Records supplied:
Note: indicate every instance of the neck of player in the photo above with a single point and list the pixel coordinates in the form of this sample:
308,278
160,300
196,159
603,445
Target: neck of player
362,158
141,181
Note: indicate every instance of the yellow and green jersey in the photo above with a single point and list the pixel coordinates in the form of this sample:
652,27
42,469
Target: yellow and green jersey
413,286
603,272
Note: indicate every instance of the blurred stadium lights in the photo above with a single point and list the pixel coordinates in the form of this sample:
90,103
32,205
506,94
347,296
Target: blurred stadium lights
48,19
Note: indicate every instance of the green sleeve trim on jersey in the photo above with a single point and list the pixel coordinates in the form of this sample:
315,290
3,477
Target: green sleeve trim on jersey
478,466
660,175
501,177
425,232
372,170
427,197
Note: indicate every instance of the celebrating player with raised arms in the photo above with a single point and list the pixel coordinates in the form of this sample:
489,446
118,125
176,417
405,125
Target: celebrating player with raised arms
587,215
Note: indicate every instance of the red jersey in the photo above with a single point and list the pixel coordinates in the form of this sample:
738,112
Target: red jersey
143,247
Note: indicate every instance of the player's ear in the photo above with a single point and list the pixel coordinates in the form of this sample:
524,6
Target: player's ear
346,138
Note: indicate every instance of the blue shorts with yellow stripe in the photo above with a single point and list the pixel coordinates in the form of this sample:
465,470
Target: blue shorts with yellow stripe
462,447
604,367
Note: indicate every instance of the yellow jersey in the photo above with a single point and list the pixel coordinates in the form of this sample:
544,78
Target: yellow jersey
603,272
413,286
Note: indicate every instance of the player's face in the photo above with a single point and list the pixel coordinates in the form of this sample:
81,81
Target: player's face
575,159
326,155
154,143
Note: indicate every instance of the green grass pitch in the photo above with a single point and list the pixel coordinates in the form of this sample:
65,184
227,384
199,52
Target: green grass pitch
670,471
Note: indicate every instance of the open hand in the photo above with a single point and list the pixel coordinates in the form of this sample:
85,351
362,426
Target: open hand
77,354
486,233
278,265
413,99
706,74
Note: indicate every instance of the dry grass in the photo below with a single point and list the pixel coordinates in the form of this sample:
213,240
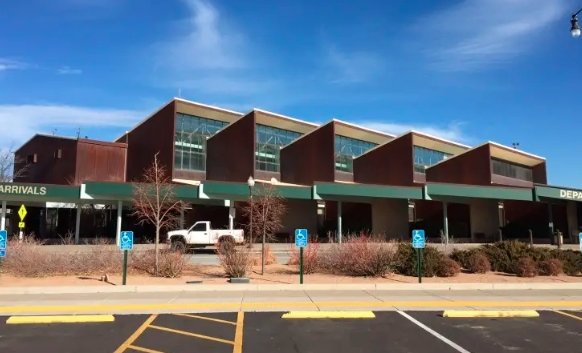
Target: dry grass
30,258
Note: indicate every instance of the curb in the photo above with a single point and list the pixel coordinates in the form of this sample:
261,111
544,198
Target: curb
287,287
489,313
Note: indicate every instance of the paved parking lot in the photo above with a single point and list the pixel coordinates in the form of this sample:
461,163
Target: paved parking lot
390,331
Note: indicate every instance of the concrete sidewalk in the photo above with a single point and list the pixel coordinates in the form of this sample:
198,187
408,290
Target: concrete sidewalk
281,298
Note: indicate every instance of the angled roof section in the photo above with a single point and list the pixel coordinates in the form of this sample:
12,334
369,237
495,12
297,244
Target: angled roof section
361,133
284,122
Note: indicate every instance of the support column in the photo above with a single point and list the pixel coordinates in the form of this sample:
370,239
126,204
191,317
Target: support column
181,218
118,225
551,223
3,221
446,221
339,222
231,215
78,223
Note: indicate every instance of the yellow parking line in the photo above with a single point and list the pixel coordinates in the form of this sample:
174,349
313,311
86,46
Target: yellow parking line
569,315
142,349
490,313
191,334
240,319
136,334
329,315
207,318
58,319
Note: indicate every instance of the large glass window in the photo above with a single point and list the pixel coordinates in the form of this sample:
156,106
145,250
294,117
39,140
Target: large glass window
511,170
346,149
269,142
425,157
190,145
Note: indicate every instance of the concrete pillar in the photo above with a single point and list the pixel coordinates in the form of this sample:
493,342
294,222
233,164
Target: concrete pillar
390,217
485,220
339,222
181,218
231,215
573,225
78,223
118,225
551,223
446,221
3,221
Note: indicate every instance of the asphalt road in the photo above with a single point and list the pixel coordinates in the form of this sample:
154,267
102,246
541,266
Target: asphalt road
268,332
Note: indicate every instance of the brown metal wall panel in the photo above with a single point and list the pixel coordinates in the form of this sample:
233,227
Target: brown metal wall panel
310,158
389,164
97,161
540,173
230,154
472,168
47,169
507,181
155,135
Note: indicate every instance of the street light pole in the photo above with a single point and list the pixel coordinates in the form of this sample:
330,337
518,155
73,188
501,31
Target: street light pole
251,183
575,27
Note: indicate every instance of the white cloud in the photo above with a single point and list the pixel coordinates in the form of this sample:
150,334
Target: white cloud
208,43
22,121
67,70
476,34
453,131
8,64
353,67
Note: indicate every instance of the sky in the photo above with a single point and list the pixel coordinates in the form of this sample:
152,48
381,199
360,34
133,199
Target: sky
467,70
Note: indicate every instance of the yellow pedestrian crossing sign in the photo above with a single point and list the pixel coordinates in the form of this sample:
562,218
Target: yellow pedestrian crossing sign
22,212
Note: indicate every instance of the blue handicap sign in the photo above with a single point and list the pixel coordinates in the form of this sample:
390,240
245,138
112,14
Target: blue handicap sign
301,238
3,239
418,239
126,242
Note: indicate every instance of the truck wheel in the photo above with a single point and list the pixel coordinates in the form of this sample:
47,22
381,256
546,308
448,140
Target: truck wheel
179,245
225,244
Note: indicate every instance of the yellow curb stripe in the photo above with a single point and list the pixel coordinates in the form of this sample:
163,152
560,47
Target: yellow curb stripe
490,313
185,333
206,318
329,315
240,319
58,319
568,314
136,334
92,308
142,349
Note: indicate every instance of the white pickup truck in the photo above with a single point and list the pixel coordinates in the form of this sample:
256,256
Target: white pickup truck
201,234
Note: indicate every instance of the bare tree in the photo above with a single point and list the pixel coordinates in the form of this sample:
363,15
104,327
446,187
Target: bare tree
11,167
266,210
154,202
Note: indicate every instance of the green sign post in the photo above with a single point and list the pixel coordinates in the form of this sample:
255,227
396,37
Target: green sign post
419,243
301,242
125,244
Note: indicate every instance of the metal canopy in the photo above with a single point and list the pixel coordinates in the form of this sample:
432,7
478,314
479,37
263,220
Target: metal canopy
364,192
442,192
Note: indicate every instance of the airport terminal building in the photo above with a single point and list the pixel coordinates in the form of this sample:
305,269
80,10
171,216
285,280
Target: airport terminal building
337,178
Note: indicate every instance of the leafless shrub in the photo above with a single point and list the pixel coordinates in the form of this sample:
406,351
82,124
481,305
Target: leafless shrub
311,258
236,262
359,256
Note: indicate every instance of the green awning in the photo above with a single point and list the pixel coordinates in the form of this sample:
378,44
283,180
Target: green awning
363,192
124,191
557,193
39,192
438,191
240,191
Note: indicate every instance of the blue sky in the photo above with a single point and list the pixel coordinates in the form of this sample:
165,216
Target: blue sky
471,71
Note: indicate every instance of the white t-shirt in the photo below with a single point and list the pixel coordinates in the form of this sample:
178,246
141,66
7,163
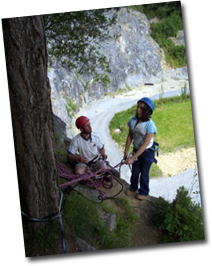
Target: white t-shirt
86,147
140,130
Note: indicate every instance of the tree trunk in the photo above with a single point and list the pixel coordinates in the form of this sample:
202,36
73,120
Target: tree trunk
31,115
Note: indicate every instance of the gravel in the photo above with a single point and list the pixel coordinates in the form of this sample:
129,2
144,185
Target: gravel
101,112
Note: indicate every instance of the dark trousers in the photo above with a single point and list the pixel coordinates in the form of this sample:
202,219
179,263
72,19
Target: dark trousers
140,168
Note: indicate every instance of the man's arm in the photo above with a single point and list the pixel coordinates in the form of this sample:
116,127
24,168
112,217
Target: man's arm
128,142
72,157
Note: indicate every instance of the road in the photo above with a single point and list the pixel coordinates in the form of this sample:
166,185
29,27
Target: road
102,111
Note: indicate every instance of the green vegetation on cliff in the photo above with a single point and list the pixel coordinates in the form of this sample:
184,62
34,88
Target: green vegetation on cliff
170,22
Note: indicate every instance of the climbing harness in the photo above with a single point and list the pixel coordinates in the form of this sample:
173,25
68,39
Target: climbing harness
95,180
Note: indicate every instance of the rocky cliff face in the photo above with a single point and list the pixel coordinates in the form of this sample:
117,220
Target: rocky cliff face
133,59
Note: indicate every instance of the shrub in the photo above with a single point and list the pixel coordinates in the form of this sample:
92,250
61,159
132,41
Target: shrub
180,220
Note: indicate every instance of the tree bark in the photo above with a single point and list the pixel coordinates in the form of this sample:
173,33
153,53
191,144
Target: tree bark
31,115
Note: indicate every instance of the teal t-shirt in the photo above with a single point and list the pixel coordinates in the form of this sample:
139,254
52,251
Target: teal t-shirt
140,130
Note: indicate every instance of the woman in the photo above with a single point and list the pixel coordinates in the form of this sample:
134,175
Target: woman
141,130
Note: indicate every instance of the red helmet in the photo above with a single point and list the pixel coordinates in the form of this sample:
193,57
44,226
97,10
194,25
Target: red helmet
81,121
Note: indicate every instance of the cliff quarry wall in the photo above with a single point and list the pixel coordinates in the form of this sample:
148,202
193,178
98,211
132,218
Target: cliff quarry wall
133,57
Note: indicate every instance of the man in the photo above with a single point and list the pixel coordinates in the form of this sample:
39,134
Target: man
86,148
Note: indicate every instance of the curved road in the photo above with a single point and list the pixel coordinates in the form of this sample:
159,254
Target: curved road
102,111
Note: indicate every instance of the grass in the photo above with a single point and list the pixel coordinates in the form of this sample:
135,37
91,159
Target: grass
82,217
173,119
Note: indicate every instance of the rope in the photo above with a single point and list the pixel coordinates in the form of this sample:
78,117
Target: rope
87,176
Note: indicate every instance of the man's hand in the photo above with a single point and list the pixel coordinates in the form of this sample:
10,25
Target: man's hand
125,155
129,161
82,159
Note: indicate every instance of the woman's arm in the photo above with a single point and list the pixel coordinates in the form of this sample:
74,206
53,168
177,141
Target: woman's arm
128,142
141,149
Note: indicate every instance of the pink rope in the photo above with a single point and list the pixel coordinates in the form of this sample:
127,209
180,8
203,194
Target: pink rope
87,176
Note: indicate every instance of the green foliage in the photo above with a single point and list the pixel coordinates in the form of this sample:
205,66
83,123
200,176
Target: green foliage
82,217
182,219
71,37
170,14
70,105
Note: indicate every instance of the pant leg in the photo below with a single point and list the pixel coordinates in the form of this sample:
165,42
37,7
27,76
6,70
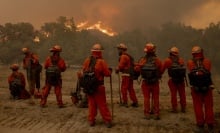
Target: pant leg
182,94
92,108
124,88
58,93
45,92
100,99
146,93
131,91
209,113
173,92
198,107
155,93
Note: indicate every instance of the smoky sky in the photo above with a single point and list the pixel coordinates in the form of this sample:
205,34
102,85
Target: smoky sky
121,15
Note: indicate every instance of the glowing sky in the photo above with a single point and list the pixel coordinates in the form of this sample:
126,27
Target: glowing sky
119,14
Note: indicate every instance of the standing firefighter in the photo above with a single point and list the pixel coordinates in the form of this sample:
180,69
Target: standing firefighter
151,69
54,65
94,70
201,89
177,73
124,67
17,83
33,70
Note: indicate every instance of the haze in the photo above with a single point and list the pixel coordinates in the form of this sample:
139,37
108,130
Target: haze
120,15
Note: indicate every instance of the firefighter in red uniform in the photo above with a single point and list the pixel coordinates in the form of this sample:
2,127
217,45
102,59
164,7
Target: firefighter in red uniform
17,83
97,100
33,69
127,81
201,89
151,69
176,71
54,65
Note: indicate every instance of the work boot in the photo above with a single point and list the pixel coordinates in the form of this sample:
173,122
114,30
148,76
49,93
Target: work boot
135,105
210,128
147,117
124,104
174,110
92,123
108,124
156,117
199,129
183,110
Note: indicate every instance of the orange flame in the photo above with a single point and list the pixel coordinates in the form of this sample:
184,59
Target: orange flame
97,26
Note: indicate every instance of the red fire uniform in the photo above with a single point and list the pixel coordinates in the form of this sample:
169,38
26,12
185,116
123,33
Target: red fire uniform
127,81
62,67
98,99
202,102
151,89
176,87
23,94
30,62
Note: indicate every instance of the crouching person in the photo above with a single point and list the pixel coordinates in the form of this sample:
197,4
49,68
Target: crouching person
96,90
17,83
54,65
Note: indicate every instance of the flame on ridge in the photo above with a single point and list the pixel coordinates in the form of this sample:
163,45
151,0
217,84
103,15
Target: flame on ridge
97,26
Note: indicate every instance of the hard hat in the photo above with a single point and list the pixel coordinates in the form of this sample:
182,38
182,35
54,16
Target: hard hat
121,46
25,50
97,47
150,48
174,50
56,48
196,50
14,67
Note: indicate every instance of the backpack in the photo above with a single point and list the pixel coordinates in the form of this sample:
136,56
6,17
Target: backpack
149,71
134,74
16,86
53,73
200,82
177,71
89,82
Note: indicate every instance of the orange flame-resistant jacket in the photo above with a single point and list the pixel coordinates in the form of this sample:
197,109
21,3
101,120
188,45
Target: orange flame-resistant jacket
206,64
143,61
124,63
30,57
60,63
14,74
168,62
101,68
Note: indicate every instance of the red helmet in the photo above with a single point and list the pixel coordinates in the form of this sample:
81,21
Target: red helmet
121,46
97,47
14,67
150,48
174,50
56,48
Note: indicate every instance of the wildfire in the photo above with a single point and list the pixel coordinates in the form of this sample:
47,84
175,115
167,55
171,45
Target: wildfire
97,26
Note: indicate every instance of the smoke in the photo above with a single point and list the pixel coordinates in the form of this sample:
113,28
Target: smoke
121,15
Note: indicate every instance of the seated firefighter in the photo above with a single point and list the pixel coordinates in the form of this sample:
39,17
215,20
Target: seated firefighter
17,83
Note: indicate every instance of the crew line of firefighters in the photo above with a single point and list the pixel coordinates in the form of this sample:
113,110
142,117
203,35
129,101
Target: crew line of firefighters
150,67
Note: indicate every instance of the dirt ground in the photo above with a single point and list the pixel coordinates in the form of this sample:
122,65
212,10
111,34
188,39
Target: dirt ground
26,116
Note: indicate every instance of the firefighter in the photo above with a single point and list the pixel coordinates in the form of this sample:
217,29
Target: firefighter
97,100
127,81
151,69
17,83
201,89
176,72
54,65
33,69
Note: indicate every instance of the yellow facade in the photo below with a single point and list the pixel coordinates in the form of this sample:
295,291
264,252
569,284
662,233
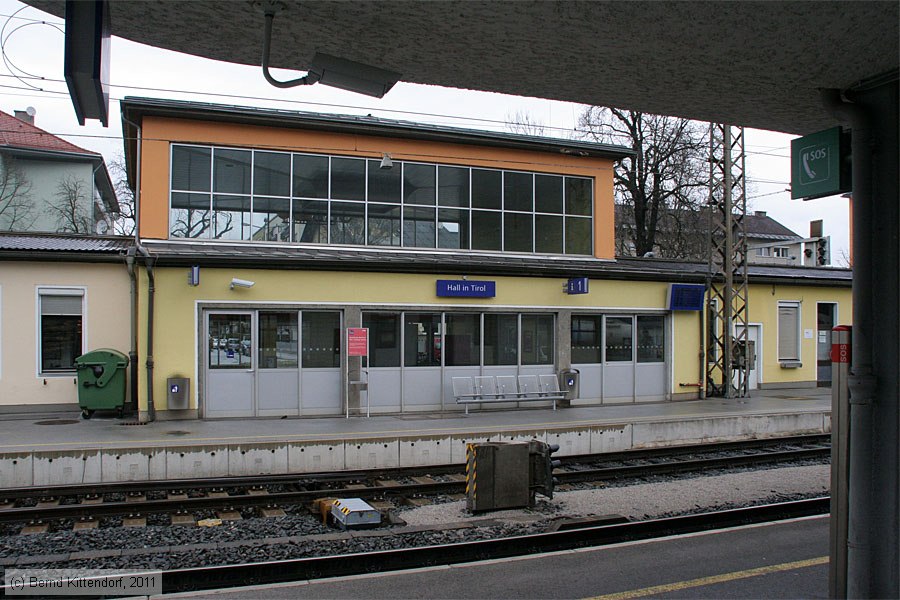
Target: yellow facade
179,331
763,310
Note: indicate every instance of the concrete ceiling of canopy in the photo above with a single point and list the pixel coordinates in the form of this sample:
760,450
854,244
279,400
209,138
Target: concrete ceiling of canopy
758,64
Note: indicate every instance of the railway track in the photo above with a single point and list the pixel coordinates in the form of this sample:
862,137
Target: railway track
585,535
181,499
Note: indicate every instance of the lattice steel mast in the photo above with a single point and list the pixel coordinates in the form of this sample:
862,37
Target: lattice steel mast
727,360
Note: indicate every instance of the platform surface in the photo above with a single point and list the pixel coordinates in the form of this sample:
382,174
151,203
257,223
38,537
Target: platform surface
67,431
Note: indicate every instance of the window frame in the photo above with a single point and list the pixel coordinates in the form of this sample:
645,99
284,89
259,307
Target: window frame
51,290
797,333
572,223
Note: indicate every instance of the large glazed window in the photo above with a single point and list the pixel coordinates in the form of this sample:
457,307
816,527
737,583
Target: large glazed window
463,340
384,339
61,314
651,338
239,194
619,339
537,340
587,345
229,341
422,340
278,340
321,339
501,339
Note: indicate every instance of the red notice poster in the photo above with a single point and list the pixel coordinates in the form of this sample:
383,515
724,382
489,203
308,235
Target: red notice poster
357,341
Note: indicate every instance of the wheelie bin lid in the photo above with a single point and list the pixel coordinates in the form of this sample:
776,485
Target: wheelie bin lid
102,356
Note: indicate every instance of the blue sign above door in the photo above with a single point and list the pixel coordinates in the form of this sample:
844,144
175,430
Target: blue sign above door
455,288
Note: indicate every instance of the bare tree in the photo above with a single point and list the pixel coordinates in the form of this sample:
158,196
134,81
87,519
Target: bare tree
72,206
662,188
16,204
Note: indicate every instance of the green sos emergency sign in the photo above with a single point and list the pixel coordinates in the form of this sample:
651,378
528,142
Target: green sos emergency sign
820,165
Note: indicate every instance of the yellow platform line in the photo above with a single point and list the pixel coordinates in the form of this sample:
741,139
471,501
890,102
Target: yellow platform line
713,579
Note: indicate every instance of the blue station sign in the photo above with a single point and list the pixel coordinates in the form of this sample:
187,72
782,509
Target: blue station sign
455,288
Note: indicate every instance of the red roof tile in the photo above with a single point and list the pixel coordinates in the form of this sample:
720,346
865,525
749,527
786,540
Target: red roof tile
19,134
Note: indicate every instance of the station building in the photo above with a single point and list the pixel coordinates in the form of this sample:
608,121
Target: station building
272,232
265,234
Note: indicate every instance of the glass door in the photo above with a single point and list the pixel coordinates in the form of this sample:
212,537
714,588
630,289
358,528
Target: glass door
230,370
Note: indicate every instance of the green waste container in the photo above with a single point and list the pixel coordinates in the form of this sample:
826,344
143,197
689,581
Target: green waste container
101,381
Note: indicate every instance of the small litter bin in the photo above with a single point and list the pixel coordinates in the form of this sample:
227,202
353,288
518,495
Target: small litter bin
569,383
101,381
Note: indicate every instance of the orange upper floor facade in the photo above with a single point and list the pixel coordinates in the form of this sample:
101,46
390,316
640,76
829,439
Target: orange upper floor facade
237,175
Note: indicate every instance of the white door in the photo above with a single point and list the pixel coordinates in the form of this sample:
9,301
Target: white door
755,339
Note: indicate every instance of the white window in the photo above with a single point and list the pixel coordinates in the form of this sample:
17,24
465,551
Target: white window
60,329
789,331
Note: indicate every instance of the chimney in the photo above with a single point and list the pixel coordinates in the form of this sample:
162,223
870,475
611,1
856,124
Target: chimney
26,115
815,228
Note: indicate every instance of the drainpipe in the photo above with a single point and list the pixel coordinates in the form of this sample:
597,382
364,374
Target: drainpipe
132,353
862,525
149,261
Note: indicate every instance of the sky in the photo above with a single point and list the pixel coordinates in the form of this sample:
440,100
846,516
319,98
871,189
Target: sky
31,74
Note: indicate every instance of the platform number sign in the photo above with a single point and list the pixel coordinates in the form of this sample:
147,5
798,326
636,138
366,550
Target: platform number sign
820,165
577,285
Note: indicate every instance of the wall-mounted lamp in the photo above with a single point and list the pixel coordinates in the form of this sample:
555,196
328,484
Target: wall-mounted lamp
329,70
235,282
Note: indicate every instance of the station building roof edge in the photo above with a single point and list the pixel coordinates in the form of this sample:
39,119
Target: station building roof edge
187,253
55,247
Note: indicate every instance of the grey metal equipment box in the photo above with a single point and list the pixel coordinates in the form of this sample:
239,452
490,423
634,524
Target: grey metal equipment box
497,476
178,393
354,513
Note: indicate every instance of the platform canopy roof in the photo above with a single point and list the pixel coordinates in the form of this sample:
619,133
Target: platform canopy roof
758,64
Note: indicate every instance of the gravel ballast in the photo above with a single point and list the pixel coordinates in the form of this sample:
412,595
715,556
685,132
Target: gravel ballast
295,536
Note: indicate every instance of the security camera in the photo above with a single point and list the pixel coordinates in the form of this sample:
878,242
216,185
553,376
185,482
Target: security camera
235,282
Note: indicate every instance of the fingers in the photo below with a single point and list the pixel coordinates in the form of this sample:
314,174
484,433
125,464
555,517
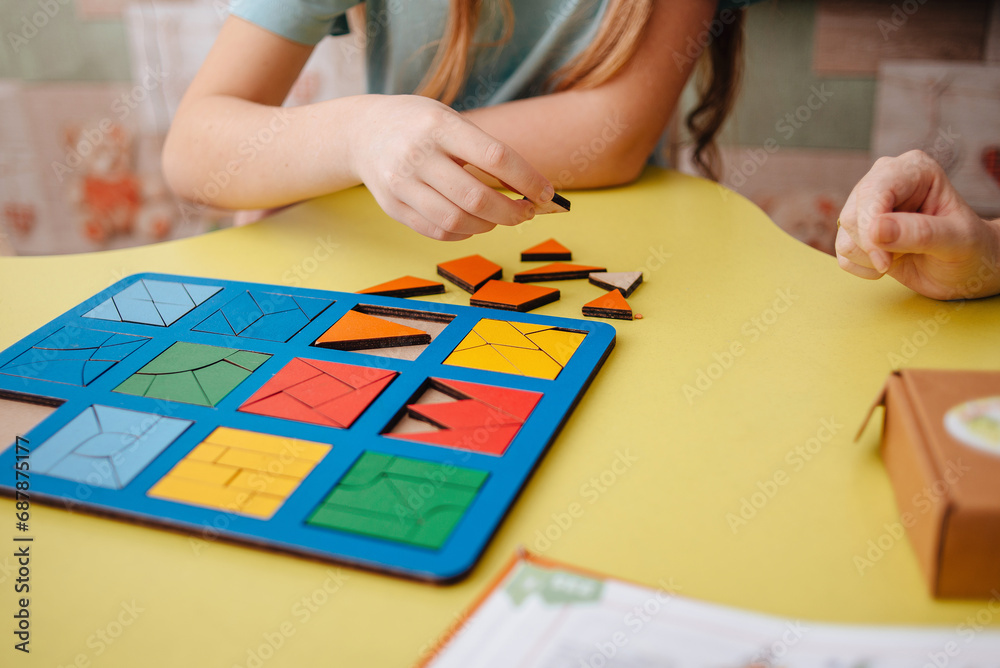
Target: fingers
471,195
919,233
473,146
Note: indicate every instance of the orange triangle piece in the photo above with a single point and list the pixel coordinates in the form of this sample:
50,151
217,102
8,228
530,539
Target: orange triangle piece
557,271
407,286
513,296
360,331
546,251
610,305
470,273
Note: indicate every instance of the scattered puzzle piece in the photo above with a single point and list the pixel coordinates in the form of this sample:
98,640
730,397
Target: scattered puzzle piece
547,251
106,447
152,302
624,281
319,392
519,348
241,472
360,331
192,373
480,418
513,296
558,204
399,499
73,355
470,273
610,305
557,271
267,316
407,286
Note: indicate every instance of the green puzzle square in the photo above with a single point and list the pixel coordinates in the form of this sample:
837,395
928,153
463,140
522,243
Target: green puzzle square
192,373
399,499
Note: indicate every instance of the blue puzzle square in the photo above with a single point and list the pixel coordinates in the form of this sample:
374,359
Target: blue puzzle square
73,355
106,447
152,302
266,316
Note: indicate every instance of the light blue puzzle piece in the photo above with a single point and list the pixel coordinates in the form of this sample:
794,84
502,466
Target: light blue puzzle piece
138,311
200,293
105,446
164,292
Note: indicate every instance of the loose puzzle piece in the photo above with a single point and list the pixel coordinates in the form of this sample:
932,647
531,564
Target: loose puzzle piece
73,355
624,282
106,447
267,316
520,348
407,286
546,251
513,296
242,472
360,331
319,392
192,373
558,204
557,271
610,305
470,273
152,302
399,499
481,418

Exercise prompt:
Examine the records above and give the number of lines in which the string "below" appears, with no other words.

Completed task:
5